> Work instructions
Would you repeat, word for word, the stretch of the identity essay below from "Understanding and accepting" through "acknowledging these intersections."?

> Text shown
══════════

Solving the identity jumble

Human beings, as individuals and collectives, take a lot of pride in their identities. It makes them part of a larger whole, a cultural and historical richness evolving over centuries. But, the narrative of identity has also been the dominant discourse in politics. It is a powerful tool to create following and legitimize power.

Market in India

Market in Chennai, India. Photo: McKay Savage. Source: Flickr Commons.

The funny thing about identity is that it is a constantly-moving prism. One could be identified by their nationality, gender, ethnicity, race, age, income, caste, sexual orientation, profession, even hobbies and food preferences! There is no end to the number of ways one can describe oneself. Moreover, parts of our identities are also subject to change – someone poor today could be rich tomorrow! Isn’t it paradoxical that something that is so dynamic is used again and again as a static line to divide people?
Understanding and accepting this fact about identity is at the crux of building a cohesive and diverse society. Even the most homogeneous societies are fantastically diverse, and no government can be truly doing its job without acknowledging these intersections.

Strong political will and leadership

It starts at the top. Political leaders need to send out clear messages that not only accept and encourage diversity, but also silence interest groups that divide and disrespect. It is a sad fact of our world today that such groups usually have numbers and power, and it will take strong and exemplary leadership to tackle these challenges head on. Governments should make the process of decision-making consultative, and go beyond the dominant markers of identity (such as religion, caste, gender etc.) to accommodate nuanced pluralities. With more access to technology and innovation, governments of the future may be able to truly listen to people (social media is showing early signs of this) and slowly do away with mediators and middlemen, who are often driven by vested interests and self-preservation.

══════════

Point labeling examples
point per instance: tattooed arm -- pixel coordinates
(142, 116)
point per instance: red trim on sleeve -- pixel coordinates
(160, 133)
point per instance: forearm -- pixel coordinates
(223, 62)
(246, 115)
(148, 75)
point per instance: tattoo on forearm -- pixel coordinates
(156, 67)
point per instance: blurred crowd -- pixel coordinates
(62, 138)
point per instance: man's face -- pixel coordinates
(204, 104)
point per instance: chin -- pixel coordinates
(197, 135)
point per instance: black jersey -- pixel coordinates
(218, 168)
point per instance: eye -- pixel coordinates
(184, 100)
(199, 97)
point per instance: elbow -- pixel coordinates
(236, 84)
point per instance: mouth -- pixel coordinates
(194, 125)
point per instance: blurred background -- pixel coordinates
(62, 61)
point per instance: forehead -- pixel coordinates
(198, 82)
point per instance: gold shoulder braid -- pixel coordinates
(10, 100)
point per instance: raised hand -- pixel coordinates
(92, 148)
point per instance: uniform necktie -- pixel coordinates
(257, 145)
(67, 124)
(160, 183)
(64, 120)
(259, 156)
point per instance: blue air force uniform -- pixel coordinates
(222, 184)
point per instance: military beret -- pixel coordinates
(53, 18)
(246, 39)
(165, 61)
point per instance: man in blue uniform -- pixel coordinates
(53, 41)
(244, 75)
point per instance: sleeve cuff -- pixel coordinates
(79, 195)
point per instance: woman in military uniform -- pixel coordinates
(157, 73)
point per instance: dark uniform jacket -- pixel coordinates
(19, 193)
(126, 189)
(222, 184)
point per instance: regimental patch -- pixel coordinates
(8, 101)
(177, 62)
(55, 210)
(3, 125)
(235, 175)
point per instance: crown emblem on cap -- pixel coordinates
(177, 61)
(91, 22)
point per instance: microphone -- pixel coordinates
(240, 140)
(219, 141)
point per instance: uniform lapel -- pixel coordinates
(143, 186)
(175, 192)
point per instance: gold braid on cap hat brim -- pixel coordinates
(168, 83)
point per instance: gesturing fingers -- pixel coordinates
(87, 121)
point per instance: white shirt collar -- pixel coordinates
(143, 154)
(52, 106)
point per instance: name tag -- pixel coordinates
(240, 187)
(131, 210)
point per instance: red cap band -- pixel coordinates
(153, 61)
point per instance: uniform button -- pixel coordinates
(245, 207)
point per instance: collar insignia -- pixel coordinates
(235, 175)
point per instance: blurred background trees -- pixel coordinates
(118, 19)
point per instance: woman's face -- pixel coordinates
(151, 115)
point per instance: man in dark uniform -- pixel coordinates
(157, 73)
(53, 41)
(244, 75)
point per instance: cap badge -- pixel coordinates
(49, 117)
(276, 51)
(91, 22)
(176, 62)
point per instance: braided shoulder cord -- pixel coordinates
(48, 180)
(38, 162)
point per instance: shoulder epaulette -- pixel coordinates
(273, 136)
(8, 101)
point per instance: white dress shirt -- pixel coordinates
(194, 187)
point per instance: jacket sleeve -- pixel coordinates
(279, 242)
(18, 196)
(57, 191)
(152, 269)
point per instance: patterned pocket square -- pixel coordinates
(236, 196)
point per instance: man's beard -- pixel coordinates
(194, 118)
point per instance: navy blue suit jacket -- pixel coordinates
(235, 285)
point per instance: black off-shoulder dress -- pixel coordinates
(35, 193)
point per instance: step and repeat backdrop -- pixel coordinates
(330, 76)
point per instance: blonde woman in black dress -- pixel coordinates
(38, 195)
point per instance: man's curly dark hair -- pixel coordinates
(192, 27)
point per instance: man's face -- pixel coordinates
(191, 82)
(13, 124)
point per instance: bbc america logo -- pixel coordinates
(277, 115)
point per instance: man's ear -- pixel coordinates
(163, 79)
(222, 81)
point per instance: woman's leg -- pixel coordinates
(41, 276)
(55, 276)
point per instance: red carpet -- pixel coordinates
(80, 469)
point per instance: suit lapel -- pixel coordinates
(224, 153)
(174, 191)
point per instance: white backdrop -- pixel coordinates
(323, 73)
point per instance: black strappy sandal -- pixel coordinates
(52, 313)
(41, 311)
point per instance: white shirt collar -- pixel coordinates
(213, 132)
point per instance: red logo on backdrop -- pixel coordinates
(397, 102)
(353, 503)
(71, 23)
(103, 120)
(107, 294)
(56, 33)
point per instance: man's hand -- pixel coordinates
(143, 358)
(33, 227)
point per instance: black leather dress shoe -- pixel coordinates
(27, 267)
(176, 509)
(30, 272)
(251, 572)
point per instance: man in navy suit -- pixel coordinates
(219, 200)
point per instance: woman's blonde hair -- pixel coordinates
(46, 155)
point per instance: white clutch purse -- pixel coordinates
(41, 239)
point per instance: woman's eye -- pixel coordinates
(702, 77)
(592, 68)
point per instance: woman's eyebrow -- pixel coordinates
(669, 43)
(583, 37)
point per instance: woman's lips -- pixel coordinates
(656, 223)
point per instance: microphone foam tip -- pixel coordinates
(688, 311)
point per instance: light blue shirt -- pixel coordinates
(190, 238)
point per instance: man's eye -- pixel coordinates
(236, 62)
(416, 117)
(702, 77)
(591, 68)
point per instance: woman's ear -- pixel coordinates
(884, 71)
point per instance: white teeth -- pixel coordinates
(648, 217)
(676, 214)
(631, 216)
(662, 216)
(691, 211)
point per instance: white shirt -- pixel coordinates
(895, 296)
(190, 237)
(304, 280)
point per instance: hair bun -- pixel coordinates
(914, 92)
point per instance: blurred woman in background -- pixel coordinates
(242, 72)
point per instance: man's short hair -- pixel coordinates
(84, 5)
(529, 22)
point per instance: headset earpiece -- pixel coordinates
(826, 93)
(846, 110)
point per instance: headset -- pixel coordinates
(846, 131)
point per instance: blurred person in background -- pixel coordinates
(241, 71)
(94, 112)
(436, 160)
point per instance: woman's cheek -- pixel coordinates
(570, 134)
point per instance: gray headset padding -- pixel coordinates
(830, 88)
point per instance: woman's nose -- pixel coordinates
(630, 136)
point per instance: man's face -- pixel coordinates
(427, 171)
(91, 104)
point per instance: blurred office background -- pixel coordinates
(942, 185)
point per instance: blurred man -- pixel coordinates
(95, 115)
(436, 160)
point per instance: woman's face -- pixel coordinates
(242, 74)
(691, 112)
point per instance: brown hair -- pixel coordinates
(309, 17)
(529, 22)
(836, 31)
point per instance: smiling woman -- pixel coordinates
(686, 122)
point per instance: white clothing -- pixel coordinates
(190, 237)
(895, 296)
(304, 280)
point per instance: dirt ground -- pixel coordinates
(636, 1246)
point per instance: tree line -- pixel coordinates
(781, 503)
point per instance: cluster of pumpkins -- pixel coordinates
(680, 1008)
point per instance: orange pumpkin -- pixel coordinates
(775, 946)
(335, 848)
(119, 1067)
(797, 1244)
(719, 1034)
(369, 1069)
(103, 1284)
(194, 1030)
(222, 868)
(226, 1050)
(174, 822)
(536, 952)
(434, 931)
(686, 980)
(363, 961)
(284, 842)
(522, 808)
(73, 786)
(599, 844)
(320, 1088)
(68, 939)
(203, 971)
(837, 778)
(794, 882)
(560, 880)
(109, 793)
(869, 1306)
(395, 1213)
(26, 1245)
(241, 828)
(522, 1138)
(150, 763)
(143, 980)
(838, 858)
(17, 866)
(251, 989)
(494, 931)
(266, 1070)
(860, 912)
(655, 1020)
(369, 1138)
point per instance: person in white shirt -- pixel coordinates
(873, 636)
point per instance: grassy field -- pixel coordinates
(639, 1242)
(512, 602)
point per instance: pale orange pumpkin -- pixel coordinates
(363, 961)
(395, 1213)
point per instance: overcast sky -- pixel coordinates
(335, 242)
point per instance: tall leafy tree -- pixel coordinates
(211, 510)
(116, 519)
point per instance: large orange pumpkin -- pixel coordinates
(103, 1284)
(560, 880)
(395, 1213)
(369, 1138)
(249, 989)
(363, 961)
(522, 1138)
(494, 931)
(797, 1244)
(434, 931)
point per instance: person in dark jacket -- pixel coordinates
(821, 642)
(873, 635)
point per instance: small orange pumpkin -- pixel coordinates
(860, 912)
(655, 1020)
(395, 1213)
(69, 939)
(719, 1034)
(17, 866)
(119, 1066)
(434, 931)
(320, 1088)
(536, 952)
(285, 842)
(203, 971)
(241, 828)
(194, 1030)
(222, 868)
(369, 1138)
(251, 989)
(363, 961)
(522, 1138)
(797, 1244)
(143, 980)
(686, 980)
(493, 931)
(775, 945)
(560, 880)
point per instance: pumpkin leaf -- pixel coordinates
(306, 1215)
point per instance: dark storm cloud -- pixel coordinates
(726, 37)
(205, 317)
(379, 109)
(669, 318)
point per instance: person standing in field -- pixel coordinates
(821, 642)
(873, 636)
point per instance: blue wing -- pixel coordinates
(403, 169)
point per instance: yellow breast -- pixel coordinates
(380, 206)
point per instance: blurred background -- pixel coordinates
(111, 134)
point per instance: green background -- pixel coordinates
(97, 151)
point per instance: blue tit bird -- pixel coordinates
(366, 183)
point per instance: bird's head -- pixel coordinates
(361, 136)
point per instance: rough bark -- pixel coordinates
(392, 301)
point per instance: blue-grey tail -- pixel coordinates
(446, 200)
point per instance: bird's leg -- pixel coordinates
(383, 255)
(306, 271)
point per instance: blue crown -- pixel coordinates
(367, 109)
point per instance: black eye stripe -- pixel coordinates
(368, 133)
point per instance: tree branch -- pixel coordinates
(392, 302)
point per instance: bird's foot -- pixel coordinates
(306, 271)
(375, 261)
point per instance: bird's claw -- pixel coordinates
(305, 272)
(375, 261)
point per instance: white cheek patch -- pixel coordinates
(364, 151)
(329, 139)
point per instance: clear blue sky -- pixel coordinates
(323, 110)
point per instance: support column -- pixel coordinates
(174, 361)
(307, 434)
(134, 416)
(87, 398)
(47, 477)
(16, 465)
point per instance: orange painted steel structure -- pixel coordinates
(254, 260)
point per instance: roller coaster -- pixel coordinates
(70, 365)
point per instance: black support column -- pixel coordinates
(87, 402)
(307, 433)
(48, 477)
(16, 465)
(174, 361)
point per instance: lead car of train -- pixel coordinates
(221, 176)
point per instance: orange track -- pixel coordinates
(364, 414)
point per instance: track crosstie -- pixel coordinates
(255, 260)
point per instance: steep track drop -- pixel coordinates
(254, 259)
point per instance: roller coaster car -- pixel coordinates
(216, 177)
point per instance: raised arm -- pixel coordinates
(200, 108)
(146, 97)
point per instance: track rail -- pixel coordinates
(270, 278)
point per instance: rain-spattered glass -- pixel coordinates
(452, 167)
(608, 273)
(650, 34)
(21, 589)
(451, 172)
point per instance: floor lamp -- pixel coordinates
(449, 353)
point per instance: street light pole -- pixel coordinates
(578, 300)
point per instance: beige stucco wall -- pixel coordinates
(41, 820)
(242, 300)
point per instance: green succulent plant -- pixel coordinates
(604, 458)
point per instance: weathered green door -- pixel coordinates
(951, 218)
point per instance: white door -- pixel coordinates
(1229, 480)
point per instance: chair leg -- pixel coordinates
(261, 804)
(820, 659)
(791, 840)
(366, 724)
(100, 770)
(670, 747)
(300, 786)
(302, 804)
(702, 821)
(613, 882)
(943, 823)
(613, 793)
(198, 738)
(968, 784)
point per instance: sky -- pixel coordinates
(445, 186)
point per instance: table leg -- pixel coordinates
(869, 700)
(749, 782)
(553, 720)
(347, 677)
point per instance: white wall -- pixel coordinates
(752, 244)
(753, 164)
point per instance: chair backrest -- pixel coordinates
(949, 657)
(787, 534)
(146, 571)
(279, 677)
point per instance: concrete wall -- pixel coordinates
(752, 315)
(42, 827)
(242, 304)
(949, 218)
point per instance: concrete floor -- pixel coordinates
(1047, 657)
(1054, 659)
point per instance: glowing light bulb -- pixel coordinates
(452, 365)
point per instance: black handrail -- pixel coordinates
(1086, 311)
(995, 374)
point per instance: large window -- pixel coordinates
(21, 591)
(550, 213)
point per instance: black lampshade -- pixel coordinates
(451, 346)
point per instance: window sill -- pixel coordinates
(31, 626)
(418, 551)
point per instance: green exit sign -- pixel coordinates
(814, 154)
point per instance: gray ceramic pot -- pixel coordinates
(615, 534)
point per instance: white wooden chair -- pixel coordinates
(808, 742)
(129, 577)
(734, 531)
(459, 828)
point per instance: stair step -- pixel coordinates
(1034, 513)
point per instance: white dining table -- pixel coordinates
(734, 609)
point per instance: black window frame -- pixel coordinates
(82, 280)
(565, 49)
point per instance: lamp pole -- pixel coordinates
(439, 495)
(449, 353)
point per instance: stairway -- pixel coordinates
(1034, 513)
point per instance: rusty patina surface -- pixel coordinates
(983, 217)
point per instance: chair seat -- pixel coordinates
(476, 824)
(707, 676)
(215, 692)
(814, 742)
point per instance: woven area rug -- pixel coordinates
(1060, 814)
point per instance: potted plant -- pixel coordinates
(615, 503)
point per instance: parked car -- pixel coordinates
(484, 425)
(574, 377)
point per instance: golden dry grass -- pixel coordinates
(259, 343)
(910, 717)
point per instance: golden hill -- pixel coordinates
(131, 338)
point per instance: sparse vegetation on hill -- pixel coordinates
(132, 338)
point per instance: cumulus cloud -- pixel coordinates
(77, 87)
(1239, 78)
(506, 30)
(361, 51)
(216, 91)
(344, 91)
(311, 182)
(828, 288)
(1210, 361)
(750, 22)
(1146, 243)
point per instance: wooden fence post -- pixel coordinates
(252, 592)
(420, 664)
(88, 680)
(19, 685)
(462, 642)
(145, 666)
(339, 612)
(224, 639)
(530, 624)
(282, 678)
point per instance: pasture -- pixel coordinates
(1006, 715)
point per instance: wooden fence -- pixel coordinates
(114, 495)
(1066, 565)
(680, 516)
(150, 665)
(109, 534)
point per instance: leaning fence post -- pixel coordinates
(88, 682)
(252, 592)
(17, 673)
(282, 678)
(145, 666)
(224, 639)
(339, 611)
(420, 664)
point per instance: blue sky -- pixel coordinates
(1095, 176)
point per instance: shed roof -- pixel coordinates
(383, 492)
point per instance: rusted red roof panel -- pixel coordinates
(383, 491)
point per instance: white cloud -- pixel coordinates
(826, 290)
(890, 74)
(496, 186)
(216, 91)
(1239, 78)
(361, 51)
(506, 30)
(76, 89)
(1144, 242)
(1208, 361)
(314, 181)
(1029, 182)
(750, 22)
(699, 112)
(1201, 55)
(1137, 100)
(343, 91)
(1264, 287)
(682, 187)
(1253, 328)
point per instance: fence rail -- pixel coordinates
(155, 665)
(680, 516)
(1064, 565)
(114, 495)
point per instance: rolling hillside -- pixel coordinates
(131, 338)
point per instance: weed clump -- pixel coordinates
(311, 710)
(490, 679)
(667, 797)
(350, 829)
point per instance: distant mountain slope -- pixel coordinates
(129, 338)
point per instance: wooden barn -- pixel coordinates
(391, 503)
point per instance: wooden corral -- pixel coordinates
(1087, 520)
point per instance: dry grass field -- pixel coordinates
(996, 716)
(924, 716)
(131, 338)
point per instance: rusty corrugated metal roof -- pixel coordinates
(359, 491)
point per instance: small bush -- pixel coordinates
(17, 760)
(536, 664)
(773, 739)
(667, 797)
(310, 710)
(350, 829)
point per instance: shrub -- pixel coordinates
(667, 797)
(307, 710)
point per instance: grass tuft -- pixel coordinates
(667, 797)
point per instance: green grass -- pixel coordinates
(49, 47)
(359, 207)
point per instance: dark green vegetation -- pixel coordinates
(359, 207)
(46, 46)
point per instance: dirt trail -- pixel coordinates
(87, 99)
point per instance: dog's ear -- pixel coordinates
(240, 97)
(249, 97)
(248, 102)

══════════

> Output
Understanding and accepting this fact about identity is at the crux of building a cohesive and diverse society. Even the most homogeneous societies are fantastically diverse, and no government can be truly doing its job without acknowledging these intersections.